[Start of Extract to read]
## ResNet

**Paper:** https://arxiv.org/abs/1512.03385 (Kaiming He is everywhere!)

The big idea in ResNet was the residual block. In the res block we do some calculations and at the end we add the identity.

F(x) = F(x) + x

This help with the vanishing gradient problem.

In [4]:
import torch 
import torch.nn as nn

In [79]:
x = torch.randn(1,3,28,28)
x.shape

torch.Size([1, 3, 28, 28])

The important thing to note here is that the size of x after conv1 and conv2 have to match the identity. To ensure this we use padding in the convolution. Otherwise the addition would fail because the shapes don't match up.
[End of Extract to read]
[Start of Stored rows]
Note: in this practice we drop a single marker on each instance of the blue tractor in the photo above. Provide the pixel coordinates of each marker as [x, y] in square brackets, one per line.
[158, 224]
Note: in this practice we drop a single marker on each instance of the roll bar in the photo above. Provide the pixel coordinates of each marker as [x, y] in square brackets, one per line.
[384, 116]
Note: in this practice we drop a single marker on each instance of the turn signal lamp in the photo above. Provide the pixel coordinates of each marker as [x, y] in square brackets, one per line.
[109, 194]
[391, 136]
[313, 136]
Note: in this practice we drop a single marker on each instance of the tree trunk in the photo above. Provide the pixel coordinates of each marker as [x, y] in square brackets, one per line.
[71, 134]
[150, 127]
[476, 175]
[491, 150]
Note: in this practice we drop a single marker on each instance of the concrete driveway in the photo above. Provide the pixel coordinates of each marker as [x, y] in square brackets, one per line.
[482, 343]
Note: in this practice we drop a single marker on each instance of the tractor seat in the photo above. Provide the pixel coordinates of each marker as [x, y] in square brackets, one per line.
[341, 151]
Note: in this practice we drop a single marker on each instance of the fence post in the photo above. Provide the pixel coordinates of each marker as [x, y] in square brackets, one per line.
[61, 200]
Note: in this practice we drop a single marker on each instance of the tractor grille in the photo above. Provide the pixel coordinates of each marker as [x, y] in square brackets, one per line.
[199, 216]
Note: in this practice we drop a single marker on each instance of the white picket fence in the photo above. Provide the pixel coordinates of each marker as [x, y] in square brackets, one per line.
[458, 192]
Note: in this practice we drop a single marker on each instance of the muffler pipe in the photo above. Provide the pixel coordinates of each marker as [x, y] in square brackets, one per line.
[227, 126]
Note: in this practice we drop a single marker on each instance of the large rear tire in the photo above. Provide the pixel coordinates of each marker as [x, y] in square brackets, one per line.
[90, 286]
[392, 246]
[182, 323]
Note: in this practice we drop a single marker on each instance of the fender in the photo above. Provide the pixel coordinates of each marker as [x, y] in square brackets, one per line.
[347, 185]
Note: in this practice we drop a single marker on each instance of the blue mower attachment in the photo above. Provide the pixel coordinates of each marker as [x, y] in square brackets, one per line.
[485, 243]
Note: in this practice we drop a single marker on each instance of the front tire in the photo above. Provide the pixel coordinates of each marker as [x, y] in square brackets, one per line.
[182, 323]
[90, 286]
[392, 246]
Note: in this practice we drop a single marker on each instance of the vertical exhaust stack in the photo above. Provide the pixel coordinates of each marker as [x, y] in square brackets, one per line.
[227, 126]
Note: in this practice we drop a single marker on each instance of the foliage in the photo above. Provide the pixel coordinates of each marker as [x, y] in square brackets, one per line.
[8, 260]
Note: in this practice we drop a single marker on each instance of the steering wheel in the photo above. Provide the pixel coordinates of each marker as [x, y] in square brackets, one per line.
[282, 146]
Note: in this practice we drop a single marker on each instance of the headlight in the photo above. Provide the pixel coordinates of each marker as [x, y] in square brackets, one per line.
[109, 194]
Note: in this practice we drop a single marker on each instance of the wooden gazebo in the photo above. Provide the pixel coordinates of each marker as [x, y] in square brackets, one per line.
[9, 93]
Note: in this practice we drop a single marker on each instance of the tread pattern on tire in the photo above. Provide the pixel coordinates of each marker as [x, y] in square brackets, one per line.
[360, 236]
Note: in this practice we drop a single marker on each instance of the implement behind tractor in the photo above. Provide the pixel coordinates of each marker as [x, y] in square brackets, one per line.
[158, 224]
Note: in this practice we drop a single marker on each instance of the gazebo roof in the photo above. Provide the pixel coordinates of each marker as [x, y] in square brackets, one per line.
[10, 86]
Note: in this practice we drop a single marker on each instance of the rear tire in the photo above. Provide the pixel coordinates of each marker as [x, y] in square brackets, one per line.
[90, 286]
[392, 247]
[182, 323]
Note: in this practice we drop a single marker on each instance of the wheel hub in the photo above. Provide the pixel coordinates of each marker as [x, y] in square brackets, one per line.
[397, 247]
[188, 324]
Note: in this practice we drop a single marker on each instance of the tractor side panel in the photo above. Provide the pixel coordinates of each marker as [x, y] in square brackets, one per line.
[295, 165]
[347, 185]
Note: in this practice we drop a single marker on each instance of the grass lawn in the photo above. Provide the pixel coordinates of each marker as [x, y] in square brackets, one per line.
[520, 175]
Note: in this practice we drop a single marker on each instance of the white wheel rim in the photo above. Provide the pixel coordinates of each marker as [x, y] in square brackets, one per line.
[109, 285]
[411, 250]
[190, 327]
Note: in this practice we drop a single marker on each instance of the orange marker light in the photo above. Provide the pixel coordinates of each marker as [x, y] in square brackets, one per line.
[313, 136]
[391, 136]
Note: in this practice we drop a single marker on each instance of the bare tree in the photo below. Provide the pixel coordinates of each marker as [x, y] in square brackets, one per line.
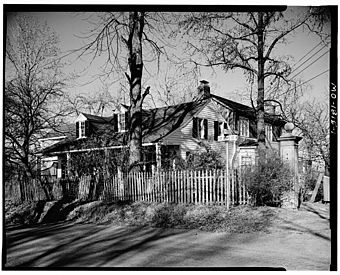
[End of Stored rows]
» Set tasks
a. According to the ResNet notes above, what is added at the end of the residual block?
b. Please carry on the ResNet notes from the point where they stop.

» Task answers
a. The identity, x.

b.
In [84]:
class ResBlock(nn.Module):
    def __init__(self):
        super(ResBlock, self).__init__()
        self.conv1 = nn.Conv2d(3,9,3,padding=1)
        self.conv2 = nn.Conv2d(9,3,3,padding=1)
        
    def forward(self, x):
        identity = x
        x = torch.relu(self.conv1(x))
        x = self.conv2(x)
        x = torch.relu(x + identity)
        return x

In [85]:
rb = ResBlock()

In [86]:
y = rb(x)

In [83]:
y.shape

torch.Size([1, 3, 28, 28])